- 抜粋テキスト -
+-------+
日本語授業の小ネタ紹介〜初級編!ちょっとしたブレイクでワンランク上の授業へ

クラス活動にお困りの日本語教師の皆さま!

毎回、授業のウォーミングアップ時間に何をしたらいいのか迷っていませんか?そのほかにも、

  • 授業が数分早く終わってしまったとき、何をしたらいいかわからない
  • 授業半ばで、学習者の集中力が切れてきたとき、もう一度授業に引きつける何かが欲しい

そんな悩みをお持ちではありませんか?

今回は、日本語教師歴17年目の私がよく使っている、しかも盛り上がる小ネタをご紹介します。明日からの授業に使えるものばかりです。ぜひ使ってみてください!

目次

季節の話題

初級から上級の学習者まで、レベルに関係なく話題にできるもの、それは季節の話題です。

日本語学習者として、知っていて損はない、むしろ知っていなければ損をする季節の話題。季節の話題は日本語の問題を解くうえでも、日本人とのコミュニケーションをとるうえでも、基礎知識がないとなかなか理解しにくいものです。

特に日本のドラマや漫画など、サブカルチャーが好きで日本語を学習している人は、特定の日本の行事に興味を持っているかもしれないので、そんな季節の話題をウォーミングアップで使わない手はありません!
+-------+
- データの中身 -
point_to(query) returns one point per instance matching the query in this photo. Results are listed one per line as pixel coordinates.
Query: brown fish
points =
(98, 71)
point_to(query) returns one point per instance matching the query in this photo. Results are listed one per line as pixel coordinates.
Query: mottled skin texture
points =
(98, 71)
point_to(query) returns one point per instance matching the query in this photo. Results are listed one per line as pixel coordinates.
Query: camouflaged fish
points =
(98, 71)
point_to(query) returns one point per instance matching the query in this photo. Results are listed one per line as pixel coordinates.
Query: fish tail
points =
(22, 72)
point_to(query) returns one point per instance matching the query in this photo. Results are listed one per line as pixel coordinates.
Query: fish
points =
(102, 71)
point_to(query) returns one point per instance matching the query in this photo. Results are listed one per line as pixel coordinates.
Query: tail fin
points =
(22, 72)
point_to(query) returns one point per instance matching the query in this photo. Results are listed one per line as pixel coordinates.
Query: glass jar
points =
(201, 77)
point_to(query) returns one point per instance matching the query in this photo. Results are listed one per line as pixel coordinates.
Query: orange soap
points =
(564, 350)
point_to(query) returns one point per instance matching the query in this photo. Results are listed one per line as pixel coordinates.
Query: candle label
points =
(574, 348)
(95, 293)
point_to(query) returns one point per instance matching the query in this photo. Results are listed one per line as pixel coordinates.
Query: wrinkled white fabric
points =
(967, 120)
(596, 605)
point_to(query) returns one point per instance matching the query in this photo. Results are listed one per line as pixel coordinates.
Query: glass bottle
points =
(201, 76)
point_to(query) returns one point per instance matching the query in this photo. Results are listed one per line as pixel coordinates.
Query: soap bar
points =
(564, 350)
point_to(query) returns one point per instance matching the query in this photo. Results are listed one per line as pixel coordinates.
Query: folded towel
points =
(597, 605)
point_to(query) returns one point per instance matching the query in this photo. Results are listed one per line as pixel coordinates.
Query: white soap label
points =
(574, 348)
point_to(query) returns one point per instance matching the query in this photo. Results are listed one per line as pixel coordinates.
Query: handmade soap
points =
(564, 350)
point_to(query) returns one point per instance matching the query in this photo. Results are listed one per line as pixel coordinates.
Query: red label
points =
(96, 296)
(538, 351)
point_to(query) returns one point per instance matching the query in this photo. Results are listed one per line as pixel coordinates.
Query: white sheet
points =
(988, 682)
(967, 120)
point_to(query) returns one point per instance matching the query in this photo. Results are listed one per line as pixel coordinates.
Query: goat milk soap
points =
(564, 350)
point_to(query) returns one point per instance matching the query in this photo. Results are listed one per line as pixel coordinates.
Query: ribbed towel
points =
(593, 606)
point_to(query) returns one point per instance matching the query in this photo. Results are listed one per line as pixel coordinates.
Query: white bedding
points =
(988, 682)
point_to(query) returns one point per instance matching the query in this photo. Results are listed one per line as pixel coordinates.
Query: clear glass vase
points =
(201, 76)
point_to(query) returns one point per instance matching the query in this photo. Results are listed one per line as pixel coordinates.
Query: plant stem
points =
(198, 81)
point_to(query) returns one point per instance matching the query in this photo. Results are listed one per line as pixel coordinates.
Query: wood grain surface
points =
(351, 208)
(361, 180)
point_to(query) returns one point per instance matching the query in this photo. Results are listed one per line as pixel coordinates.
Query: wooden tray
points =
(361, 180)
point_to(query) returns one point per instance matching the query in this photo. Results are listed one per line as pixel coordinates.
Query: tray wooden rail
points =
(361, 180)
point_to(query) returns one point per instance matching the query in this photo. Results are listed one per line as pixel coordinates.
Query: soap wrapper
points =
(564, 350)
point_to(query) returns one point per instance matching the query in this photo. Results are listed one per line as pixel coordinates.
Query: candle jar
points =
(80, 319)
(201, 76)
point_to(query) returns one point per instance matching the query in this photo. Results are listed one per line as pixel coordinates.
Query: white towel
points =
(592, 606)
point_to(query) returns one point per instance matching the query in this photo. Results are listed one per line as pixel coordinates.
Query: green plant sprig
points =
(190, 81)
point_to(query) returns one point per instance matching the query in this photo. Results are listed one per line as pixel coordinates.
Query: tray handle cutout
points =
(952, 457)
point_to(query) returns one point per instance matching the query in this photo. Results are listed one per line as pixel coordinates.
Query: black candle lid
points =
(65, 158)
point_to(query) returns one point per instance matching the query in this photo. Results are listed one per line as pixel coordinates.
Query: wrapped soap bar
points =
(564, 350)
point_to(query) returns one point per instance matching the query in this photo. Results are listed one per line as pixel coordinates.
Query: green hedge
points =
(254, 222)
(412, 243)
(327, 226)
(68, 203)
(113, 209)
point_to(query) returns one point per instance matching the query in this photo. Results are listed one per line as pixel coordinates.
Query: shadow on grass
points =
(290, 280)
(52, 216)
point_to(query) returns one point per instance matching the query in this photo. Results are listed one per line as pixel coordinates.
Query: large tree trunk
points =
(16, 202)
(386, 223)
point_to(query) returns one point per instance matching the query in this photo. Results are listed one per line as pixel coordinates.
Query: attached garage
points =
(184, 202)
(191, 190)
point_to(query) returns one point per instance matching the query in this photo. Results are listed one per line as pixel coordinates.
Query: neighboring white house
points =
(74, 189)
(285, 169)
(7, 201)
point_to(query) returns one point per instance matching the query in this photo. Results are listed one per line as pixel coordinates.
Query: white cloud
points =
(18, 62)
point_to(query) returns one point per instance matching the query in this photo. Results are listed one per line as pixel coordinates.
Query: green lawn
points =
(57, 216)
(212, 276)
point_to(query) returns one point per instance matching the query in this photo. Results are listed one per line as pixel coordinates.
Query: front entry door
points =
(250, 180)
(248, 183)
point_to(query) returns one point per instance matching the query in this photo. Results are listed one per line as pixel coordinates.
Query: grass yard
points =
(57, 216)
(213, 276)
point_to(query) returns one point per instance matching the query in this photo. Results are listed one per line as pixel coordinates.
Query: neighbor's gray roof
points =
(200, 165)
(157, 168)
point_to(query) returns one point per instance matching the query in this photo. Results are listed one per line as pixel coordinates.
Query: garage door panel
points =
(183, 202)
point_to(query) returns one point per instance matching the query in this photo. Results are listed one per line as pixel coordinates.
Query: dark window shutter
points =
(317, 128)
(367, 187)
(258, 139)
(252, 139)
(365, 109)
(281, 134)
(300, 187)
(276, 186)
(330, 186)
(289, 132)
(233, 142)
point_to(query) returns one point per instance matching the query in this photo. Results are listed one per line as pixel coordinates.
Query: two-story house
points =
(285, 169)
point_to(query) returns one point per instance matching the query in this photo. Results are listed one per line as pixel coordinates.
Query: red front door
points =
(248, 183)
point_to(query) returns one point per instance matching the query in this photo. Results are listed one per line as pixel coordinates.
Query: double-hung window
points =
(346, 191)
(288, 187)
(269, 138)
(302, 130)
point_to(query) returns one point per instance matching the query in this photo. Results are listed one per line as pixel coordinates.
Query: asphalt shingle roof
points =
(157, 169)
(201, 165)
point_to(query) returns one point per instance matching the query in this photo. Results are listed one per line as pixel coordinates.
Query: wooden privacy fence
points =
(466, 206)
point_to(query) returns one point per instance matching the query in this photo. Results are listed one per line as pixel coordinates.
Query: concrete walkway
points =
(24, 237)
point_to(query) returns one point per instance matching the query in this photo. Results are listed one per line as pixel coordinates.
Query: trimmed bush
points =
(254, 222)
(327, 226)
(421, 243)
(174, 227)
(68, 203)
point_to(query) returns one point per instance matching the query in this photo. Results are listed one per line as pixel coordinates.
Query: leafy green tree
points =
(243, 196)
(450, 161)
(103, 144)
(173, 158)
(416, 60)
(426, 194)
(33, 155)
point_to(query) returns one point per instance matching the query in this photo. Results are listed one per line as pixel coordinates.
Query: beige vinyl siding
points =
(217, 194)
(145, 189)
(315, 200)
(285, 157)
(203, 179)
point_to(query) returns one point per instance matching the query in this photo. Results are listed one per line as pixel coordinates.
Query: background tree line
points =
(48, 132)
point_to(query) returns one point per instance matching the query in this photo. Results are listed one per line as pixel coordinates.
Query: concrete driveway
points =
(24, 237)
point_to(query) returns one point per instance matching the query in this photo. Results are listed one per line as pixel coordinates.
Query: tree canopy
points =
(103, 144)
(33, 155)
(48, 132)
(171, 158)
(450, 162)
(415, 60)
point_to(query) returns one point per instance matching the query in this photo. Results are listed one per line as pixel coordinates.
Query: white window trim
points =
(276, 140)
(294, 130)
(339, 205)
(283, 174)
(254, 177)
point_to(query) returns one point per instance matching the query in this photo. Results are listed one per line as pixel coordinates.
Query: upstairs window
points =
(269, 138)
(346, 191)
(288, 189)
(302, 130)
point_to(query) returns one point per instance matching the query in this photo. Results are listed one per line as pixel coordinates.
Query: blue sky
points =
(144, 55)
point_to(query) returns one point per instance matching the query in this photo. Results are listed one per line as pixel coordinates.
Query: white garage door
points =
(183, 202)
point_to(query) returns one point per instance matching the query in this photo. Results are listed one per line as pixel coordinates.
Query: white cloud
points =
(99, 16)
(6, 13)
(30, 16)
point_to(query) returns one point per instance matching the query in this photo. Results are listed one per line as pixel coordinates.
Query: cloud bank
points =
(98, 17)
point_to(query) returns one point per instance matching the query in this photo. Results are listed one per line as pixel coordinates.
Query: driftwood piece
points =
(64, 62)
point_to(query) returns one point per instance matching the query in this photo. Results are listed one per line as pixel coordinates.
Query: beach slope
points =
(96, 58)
+-------+
- やること -
1. 日本語授業の小ネタの文章で、筆者は日本語教師歴何年目だと述べていますか。
2. 日本語授業の小ネタの文章が、日本語教師の読者が抱えていそうな悩みとして挙げているものをすべて書き出してください。
3. 日本語授業の小ネタの文章を、最後の文の後から続けて書いてください。

- 各作業の解答 -
1. 17年目です。

2.
・毎回、授業のウォーミングアップ時間に何をしたらいいのか迷う
・授業が数分早く終わってしまったとき、何をしたらいいかわからない
・授業半ばで学習者の集中力が切れてきたとき、もう一度授業に引きつける何かが欲しい

3.
ということで、下記に季節の話題として使えるものをざっと挙げてみました。

季節イベント
1月お正月 / 初夢 / おせち / 七草粥 / 成人式
2月バレンタインデー / 節分
3月ホワイトデー / 卒業式 / 雛祭り
4月入学式 / 入社式 / お花見
5月子どもの日 / ゴールデンウィーク / 母の日
6月梅雨 / ジューンブライド / 父の日
7月七夕 / 夏休み / 海開き / お中元 / スポーツの日
8月夏祭り / 花火大会 / お盆 / 山の日
9月お月見 / 敬老の日 / 防災の日
10月紅葉 / ハロウィン / 体育大会
11月七五三 / 音楽会
12月お歳暮 / 冬至 / クリスマス / 除夜の鐘 / 年越し蕎麦 

季節の話題のいいところは、大きく3つあります。以下で詳しく解説します!

その1 学習者のレベルを問わないこと

同じ話題でも、初級の学習者には単語の紹介のみで終わらすことができ、上級の学習者には新聞記事などを使って話を深めることができます。

具体例:初級クラスで6月の雨が続いている季節に…

教師:(学習者Aの傘を指さして)傘です。

教師:(学習者Bの傘を指さして)傘です。

教師:(学習者Cの傘を指さして)傘です。

教師:毎日、雨です。どうしてですか?

と聞きます。

「梅雨」という言葉を知っている学習者がいれば、「梅雨です」と答えてくれるでしょうし、知らなければ、教師が「今日本は梅雨です」と、「梅雨」という言葉を紹介します。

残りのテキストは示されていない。